**WHAT IS BEING ASKED**
Convert the lines from the one containing "In the photo above, where can the winter" through the one containing "column 929, row 355", both included, into a numbered list, leaving out any blank lines.

**DATA FOR PROCESSING**

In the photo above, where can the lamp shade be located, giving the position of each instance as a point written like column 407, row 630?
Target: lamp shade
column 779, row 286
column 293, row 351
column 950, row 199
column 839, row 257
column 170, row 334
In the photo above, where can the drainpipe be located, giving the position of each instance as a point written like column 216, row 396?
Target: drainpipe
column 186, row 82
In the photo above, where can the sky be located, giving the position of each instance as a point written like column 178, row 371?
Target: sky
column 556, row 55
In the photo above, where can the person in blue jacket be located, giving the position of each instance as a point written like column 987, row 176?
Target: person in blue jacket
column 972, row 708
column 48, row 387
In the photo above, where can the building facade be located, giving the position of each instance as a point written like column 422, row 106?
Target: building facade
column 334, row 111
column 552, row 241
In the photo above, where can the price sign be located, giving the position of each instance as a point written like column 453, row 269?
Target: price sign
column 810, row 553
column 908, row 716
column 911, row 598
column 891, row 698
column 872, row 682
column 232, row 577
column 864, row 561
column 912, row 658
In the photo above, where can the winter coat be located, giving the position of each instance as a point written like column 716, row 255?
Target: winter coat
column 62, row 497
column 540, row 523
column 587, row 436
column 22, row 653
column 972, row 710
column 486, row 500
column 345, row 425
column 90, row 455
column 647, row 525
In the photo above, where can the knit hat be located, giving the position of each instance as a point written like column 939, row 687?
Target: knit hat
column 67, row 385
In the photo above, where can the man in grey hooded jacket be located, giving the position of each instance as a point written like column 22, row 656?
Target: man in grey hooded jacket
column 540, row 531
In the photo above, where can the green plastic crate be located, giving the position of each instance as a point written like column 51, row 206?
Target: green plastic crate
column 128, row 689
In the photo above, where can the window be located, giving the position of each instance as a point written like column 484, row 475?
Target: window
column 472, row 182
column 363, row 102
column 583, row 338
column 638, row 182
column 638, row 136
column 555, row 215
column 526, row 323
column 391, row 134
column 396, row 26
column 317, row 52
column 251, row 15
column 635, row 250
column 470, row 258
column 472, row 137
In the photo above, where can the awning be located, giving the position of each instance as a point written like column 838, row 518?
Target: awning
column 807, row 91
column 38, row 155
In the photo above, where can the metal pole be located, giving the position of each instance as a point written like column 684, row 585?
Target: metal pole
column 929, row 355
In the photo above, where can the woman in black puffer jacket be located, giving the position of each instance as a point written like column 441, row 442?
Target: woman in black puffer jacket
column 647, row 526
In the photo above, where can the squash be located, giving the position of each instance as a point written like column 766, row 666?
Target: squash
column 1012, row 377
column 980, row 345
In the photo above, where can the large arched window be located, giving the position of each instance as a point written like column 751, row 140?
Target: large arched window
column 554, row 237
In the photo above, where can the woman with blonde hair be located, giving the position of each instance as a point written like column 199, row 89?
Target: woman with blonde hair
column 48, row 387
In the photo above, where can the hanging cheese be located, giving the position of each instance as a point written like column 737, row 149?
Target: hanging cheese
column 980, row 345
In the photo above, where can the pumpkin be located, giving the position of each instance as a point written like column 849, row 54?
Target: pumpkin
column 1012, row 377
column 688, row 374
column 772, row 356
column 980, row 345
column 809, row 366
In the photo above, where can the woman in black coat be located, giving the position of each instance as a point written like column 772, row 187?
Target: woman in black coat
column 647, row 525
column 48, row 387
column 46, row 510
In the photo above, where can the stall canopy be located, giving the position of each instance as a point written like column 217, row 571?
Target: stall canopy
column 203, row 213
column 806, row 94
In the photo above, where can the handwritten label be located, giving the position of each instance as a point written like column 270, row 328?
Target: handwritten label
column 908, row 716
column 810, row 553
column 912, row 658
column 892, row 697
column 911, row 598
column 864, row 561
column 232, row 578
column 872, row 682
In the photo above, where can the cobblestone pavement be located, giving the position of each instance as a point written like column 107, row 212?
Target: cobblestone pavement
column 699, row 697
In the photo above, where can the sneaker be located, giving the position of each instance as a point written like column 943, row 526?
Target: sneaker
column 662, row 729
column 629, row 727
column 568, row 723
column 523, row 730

**WRITTEN RESPONSE**
1. In the photo above, where can the winter coat be located, giving the position of each instance as a point written like column 716, row 255?
2. Target: winter coat
3. column 62, row 497
4. column 540, row 523
5. column 587, row 436
6. column 22, row 653
7. column 972, row 710
8. column 486, row 500
9. column 345, row 425
10. column 90, row 455
11. column 647, row 525
12. In the photo above, where can the knit hat be located, giving the position of each instance as a point written like column 939, row 687?
13. Target: knit hat
14. column 67, row 385
15. In the photo above, where can the man in grey hooded jacket be located, giving the position of each instance as a point written like column 22, row 656?
16. Target: man in grey hooded jacket
17. column 540, row 531
18. In the photo above, where can the green plastic crate be located, giving the position of each instance as a point written like column 51, row 206?
19. Target: green plastic crate
20. column 128, row 689
21. In the photo above, where can the window be located, giving the position of each instance as a point written like column 484, row 475?
22. Target: window
23. column 472, row 182
24. column 363, row 102
25. column 583, row 338
26. column 638, row 182
27. column 638, row 136
28. column 555, row 215
29. column 526, row 323
30. column 391, row 134
31. column 396, row 26
32. column 317, row 52
33. column 251, row 15
34. column 635, row 250
35. column 470, row 258
36. column 472, row 137
37. In the photo above, where can the awning be located, giving the position of each instance as a point written like column 838, row 518?
38. Target: awning
39. column 807, row 91
40. column 38, row 155
41. In the photo above, where can the metal pole be located, giving the position of each instance as a point written like column 684, row 585?
42. Target: metal pole
43. column 929, row 355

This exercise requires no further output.